11/09/2025
Siz hiç bir sokak köpeği tarafından evinize bırakıldınız mı? Ben çok bırakıldım. 20’li yaşlarımda Eskişehir merkezde geceleri evime dönerken, polis yoktu o sokaklarda, birileri “bırakalım mı, tanışalım mı?” diye yanıma yanaşırken hiçbiri tarafından korunmadım. Köpek arkadaşlarım vardı.
Kadın-çocuk şiddetini-istismarını sıradanlaştırmayı köpekleri öldürerek çözüm bulmaktan ayıran bir şey yok. Mağdur her durumda yok sayılıyor, güçlü olan-fail olan sorumluluk almaktan kaçıyor; kadınlara inanmayı reddediyor, onları görünmez kılmak istiyor, suçu mağdurun üzerine yıkıyor ya da sokak köpeklerini kısırlaştırmayı ‘masraflı’ bulduğu için uygulamıyor. Haklı değil güçlü haklıdır çünkü.
Hayvanı öldürmek de, kadını susturmak da, muhalifi hapse atmak da aynı sistematik şiddetin ürünü. Eğer politik propaganda sizi korkutarak-kutuplaştırarak hayvan düşmanı yaptıysa, sokak köpeği gördüğünüzde tiksinerek bakıyorsanız onlara, kurumların almadığı sorumluluğun cezasını masum hayvanlara kesmeyi normal buluyorsanız, sokakta köpek sevenlere itperest diyorsanız eğer; korkarım her türlü iktidarın her türlü tahakkümünü meşru kılacak potansiyele sahipsiniz. Benden güçlü olanda tahakküm kurma arzum varsa, benden güçlü olan da bende kurabilir, tüm bu ilişkiler meşrudur; altına imza attığınız şey budur.

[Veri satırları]
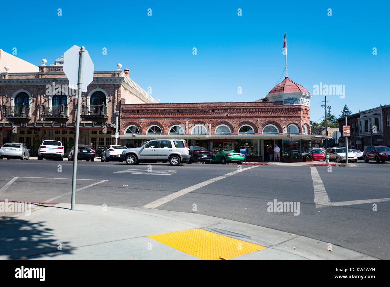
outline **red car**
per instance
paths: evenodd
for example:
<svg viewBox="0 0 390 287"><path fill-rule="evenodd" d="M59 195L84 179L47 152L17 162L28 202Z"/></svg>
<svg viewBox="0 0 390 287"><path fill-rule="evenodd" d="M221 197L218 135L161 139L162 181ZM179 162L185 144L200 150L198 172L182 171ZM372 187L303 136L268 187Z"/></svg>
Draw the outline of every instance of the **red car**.
<svg viewBox="0 0 390 287"><path fill-rule="evenodd" d="M324 160L325 153L323 150L313 149L312 151L312 157L313 160Z"/></svg>
<svg viewBox="0 0 390 287"><path fill-rule="evenodd" d="M366 162L371 159L377 164L390 160L390 148L380 146L367 146L363 153L363 159Z"/></svg>

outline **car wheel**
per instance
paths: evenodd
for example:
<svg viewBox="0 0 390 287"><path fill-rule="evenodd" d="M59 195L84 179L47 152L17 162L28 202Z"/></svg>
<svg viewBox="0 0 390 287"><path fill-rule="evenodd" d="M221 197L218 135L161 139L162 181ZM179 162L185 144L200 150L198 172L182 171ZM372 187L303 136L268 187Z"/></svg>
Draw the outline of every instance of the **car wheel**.
<svg viewBox="0 0 390 287"><path fill-rule="evenodd" d="M131 166L135 164L137 162L137 159L135 156L133 155L129 155L126 157L126 163Z"/></svg>
<svg viewBox="0 0 390 287"><path fill-rule="evenodd" d="M173 155L169 159L169 163L171 166L177 166L180 164L180 158L177 155Z"/></svg>

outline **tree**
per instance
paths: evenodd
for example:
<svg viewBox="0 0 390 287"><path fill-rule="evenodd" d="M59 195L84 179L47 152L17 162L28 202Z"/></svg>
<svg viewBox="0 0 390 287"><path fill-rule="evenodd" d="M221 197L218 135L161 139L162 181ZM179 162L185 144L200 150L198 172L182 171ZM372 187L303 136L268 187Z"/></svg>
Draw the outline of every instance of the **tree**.
<svg viewBox="0 0 390 287"><path fill-rule="evenodd" d="M343 113L343 112L345 111L346 110L348 110L348 111L349 111L349 112L348 112L348 116L352 114L352 111L349 110L349 109L348 108L348 107L346 105L344 105L344 107L342 108L342 110L341 111L341 114L340 114L340 116L339 116L339 118L344 118L345 116L344 116L344 113Z"/></svg>

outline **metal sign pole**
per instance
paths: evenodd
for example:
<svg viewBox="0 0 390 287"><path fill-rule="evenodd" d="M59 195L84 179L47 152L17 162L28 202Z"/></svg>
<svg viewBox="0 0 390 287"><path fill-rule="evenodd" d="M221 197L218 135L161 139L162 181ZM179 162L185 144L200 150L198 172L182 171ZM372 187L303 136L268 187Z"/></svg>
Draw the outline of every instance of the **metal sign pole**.
<svg viewBox="0 0 390 287"><path fill-rule="evenodd" d="M80 127L80 110L81 109L81 93L83 86L83 64L84 62L84 53L85 48L81 47L79 53L80 55L78 64L78 78L77 81L77 114L76 120L76 134L74 135L74 148L73 150L73 175L72 176L72 200L71 209L74 209L76 200L76 181L77 173L77 153L78 150L78 131Z"/></svg>

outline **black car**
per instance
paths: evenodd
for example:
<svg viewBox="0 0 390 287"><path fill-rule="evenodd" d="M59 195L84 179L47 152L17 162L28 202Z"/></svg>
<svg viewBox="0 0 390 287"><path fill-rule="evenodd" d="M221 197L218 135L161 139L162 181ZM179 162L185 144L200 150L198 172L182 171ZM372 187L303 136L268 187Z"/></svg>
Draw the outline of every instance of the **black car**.
<svg viewBox="0 0 390 287"><path fill-rule="evenodd" d="M190 155L191 157L186 161L188 164L191 162L204 162L210 164L213 159L214 153L212 150L207 150L202 146L191 146L190 147Z"/></svg>
<svg viewBox="0 0 390 287"><path fill-rule="evenodd" d="M78 150L77 151L77 159L86 160L87 161L94 161L95 160L95 156L96 152L95 150L88 144L79 144ZM68 154L68 160L73 161L74 156L74 147L69 151Z"/></svg>

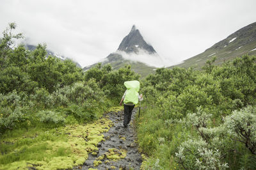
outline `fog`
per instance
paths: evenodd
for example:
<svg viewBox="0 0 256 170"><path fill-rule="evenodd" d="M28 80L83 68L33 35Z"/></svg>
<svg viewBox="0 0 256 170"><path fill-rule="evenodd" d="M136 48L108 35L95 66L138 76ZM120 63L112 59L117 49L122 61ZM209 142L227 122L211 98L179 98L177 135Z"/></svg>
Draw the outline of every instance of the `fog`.
<svg viewBox="0 0 256 170"><path fill-rule="evenodd" d="M171 65L255 22L255 0L1 0L0 31L15 22L27 43L46 43L85 66L115 52L135 24Z"/></svg>

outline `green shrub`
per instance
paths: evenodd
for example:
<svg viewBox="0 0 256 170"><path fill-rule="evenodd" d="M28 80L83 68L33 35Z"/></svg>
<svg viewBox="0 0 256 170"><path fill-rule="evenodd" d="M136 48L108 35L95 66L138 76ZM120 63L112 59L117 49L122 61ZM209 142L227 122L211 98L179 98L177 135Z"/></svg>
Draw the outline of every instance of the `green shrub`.
<svg viewBox="0 0 256 170"><path fill-rule="evenodd" d="M36 114L40 121L46 123L63 124L65 119L60 112L52 111L42 111Z"/></svg>
<svg viewBox="0 0 256 170"><path fill-rule="evenodd" d="M185 169L224 169L228 167L223 162L218 149L209 148L204 140L188 140L181 144L175 153L177 162Z"/></svg>
<svg viewBox="0 0 256 170"><path fill-rule="evenodd" d="M233 140L243 143L252 154L256 154L255 107L234 111L225 118L224 125Z"/></svg>

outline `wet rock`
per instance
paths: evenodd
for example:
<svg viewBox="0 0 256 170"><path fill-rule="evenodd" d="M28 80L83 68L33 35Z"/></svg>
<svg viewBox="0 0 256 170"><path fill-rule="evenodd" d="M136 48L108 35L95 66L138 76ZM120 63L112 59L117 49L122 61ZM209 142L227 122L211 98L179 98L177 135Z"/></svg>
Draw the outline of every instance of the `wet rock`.
<svg viewBox="0 0 256 170"><path fill-rule="evenodd" d="M134 118L135 109L132 112L131 123L132 123ZM115 167L116 169L120 168L122 169L129 169L129 168L140 169L142 158L138 153L138 145L135 143L136 135L134 124L130 123L127 128L124 128L124 111L111 112L104 115L104 117L111 120L113 125L108 132L103 134L105 136L105 141L98 144L97 156L89 154L89 157L84 164L80 167L81 167L82 169L88 169L90 167L97 169L111 169L111 167L113 168ZM113 153L109 152L109 150ZM122 155L122 152L124 151L126 153L125 155ZM109 154L123 155L123 158L116 160L109 159L107 156ZM94 167L93 161L99 160L97 159L100 156L103 158L100 160L102 164L99 164L97 167ZM79 167L74 169L79 169Z"/></svg>

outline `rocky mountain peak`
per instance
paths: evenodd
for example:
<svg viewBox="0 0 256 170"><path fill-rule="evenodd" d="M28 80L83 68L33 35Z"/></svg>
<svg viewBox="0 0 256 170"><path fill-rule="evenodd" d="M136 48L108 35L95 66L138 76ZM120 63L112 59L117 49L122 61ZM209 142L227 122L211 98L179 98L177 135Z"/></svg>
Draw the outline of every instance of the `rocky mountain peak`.
<svg viewBox="0 0 256 170"><path fill-rule="evenodd" d="M143 37L135 25L132 26L129 35L124 38L117 50L127 53L134 52L138 54L140 50L144 50L150 54L156 53L153 47L144 40Z"/></svg>

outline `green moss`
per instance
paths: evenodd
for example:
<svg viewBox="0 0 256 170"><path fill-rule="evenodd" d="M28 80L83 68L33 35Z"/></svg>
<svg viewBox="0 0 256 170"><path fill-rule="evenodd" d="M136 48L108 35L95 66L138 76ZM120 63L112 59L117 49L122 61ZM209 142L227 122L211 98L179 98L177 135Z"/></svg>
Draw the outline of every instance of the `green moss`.
<svg viewBox="0 0 256 170"><path fill-rule="evenodd" d="M93 166L95 167L97 167L99 164L102 164L102 162L101 162L101 160L94 160L93 161Z"/></svg>
<svg viewBox="0 0 256 170"><path fill-rule="evenodd" d="M97 152L95 152L95 151L93 151L92 153L92 155L94 155L94 156L96 156L97 155Z"/></svg>
<svg viewBox="0 0 256 170"><path fill-rule="evenodd" d="M126 140L126 137L125 136L119 135L119 138L124 141Z"/></svg>
<svg viewBox="0 0 256 170"><path fill-rule="evenodd" d="M88 153L99 150L98 143L105 140L101 134L112 126L110 120L102 118L86 125L32 130L33 133L14 132L0 141L1 152L5 153L0 155L0 169L72 169L83 164Z"/></svg>

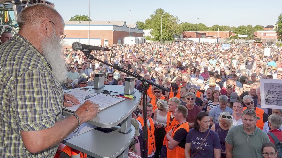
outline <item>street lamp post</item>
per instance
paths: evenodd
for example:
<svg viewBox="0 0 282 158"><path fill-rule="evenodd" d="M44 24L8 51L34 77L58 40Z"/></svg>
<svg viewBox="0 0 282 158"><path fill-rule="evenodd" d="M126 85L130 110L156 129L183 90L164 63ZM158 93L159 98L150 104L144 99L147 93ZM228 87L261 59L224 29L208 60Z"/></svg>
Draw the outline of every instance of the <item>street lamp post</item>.
<svg viewBox="0 0 282 158"><path fill-rule="evenodd" d="M251 35L251 37L251 37L251 39L252 39L252 40L253 40L253 30L252 30L252 34Z"/></svg>
<svg viewBox="0 0 282 158"><path fill-rule="evenodd" d="M163 33L163 16L162 15L161 17L161 44L162 44L162 35Z"/></svg>
<svg viewBox="0 0 282 158"><path fill-rule="evenodd" d="M216 38L216 25L217 24L217 21L215 22L215 38Z"/></svg>
<svg viewBox="0 0 282 158"><path fill-rule="evenodd" d="M130 12L131 11L132 11L132 9L129 10L129 23L128 24L128 37L130 36L129 35L130 34Z"/></svg>
<svg viewBox="0 0 282 158"><path fill-rule="evenodd" d="M199 19L199 18L197 18L197 19ZM197 21L197 32L196 33L196 38L198 38L198 22Z"/></svg>

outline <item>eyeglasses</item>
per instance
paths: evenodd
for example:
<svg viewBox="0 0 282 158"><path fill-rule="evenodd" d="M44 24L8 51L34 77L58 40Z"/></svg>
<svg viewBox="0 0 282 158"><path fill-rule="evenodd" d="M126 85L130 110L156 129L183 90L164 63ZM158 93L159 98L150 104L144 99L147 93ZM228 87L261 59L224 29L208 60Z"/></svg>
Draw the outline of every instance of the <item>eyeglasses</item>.
<svg viewBox="0 0 282 158"><path fill-rule="evenodd" d="M245 110L244 111L243 111L243 113L249 113L250 114L254 114L255 112L253 111L252 111L250 109L246 109L246 110Z"/></svg>
<svg viewBox="0 0 282 158"><path fill-rule="evenodd" d="M231 116L226 116L226 115L223 115L221 116L222 117L222 118L225 118L226 117L227 118L229 119L231 118Z"/></svg>
<svg viewBox="0 0 282 158"><path fill-rule="evenodd" d="M262 154L265 156L268 156L269 155L270 156L275 156L276 154L276 153L262 153Z"/></svg>
<svg viewBox="0 0 282 158"><path fill-rule="evenodd" d="M44 22L44 21L42 21L42 24L43 24L43 22ZM63 35L60 35L60 41L61 41L62 40L63 40L63 39L65 38L65 37L66 37L66 36L67 36L67 35L66 35L66 34L65 34L65 33L64 33L64 31L62 31L62 30L61 30L61 29L60 29L60 28L59 28L59 27L58 27L58 26L57 26L57 25L56 25L56 24L55 24L55 23L53 23L53 22L52 21L49 21L49 22L51 22L53 24L54 24L54 25L55 25L56 26L56 27L58 27L58 28L59 29L60 31L61 31L62 32L63 32L63 33L64 34Z"/></svg>
<svg viewBox="0 0 282 158"><path fill-rule="evenodd" d="M233 107L234 108L242 108L242 106L233 106Z"/></svg>
<svg viewBox="0 0 282 158"><path fill-rule="evenodd" d="M245 102L245 103L244 103L245 104L246 104L248 105L249 105L250 104L254 104L254 101L252 101L251 102Z"/></svg>
<svg viewBox="0 0 282 158"><path fill-rule="evenodd" d="M188 100L189 100L190 99L191 99L191 100L194 100L194 98L186 98L186 99Z"/></svg>

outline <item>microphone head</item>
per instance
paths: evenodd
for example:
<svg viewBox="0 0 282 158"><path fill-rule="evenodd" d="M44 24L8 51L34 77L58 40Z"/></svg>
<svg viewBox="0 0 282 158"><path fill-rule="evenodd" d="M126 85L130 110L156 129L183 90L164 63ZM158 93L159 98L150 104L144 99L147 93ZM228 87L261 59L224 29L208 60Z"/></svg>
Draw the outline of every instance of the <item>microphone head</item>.
<svg viewBox="0 0 282 158"><path fill-rule="evenodd" d="M79 50L81 49L82 47L81 44L78 42L75 42L71 45L71 48L73 50Z"/></svg>

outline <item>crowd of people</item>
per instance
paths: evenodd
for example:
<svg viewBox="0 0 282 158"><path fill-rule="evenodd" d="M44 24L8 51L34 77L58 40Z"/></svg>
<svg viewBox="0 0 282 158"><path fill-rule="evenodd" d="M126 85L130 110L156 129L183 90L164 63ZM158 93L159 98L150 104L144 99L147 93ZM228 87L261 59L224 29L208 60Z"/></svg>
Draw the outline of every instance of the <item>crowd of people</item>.
<svg viewBox="0 0 282 158"><path fill-rule="evenodd" d="M63 89L92 85L97 73L105 74L104 84L124 85L128 76L80 51L65 49L62 58L64 20L48 5L25 8L17 22L18 34L0 38L0 154L52 157L62 149L59 142L100 111L87 100L63 118L63 106L80 102ZM145 150L152 158L281 157L276 148L282 139L282 110L261 107L260 82L282 78L281 48L267 57L252 44L232 44L229 50L193 42L108 47L112 54L91 54L169 90L150 86L147 96L141 97L132 114L131 153L144 157ZM142 88L140 81L135 83Z"/></svg>
<svg viewBox="0 0 282 158"><path fill-rule="evenodd" d="M282 78L281 49L272 49L271 56L266 56L263 49L253 44L232 44L225 50L219 44L193 42L109 48L112 54L91 54L169 89L151 86L148 90L149 157L277 156L276 151L264 152L261 147L274 143L267 133L282 139L282 110L261 107L260 80ZM92 86L97 73L105 74L105 84L124 85L129 77L79 51L64 51L69 68L67 87ZM84 84L75 82L81 78ZM142 89L141 81L135 81L135 88ZM133 114L141 133L143 102L142 96ZM139 135L136 143L141 144L133 143L130 149L143 157Z"/></svg>

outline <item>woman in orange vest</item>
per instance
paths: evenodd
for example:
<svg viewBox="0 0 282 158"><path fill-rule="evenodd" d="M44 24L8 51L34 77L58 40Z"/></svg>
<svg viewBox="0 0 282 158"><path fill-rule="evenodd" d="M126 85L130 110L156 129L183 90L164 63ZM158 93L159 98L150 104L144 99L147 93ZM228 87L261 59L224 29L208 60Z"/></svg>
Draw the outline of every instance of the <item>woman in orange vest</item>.
<svg viewBox="0 0 282 158"><path fill-rule="evenodd" d="M178 122L166 135L168 140L168 158L185 158L184 150L186 136L189 125L186 121L188 110L185 106L178 106L174 113L175 120Z"/></svg>
<svg viewBox="0 0 282 158"><path fill-rule="evenodd" d="M149 103L147 103L147 111L146 113L148 132L147 144L148 146L147 147L147 148L148 157L150 157L153 156L155 155L156 146L155 139L155 125L154 121L151 118L153 114L153 106ZM143 127L144 125L144 112L142 111L142 114L138 116L136 119L139 124L139 128L142 131L144 131L143 130Z"/></svg>

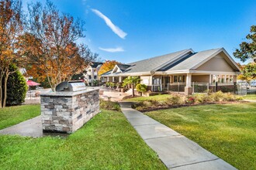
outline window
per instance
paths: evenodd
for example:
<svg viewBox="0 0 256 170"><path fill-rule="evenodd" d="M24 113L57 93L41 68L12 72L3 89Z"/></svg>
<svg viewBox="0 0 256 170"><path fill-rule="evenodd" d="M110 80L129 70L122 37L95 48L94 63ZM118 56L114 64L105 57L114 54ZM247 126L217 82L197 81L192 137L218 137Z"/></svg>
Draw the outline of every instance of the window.
<svg viewBox="0 0 256 170"><path fill-rule="evenodd" d="M185 76L173 76L173 82L175 82L175 83L185 82Z"/></svg>

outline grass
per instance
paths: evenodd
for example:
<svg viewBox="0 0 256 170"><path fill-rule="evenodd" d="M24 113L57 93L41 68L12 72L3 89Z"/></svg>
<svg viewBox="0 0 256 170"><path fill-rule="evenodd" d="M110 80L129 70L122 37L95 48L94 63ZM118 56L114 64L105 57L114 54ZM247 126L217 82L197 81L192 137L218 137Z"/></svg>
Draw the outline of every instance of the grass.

[İstenen iş] Sokak köpekleri üzerine yazıdaki "Hayvanı öldürmek de, kadını" ifadesinden "attığınız şey budur." ifadesine kadar olan bölümü, iki ifade de dahil olmak üzere, hiç değiştirmeden yazın.

[Doğru cevap]
Hayvanı öldürmek de, kadını susturmak da, muhalifi hapse atmak da aynı sistematik şiddetin ürünü. Eğer politik propaganda sizi korkutarak-kutuplaştırarak hayvan düşmanı yaptıysa, sokak köpeği gördüğünüzde tiksinerek bakıyorsanız onlara, kurumların almadığı sorumluluğun cezasını masum hayvanlara kesmeyi normal buluyorsanız, sokakta köpek sevenlere itperest diyorsanız eğer; korkarım her türlü iktidarın her türlü tahakkümünü meşru kılacak potansiyele sahipsiniz. Benden güçlü olanda tahakküm kurma arzum varsa, benden güçlü olan da bende kurabilir, tüm bu ilişkiler meşrudur; altına imza attığınız şey budur.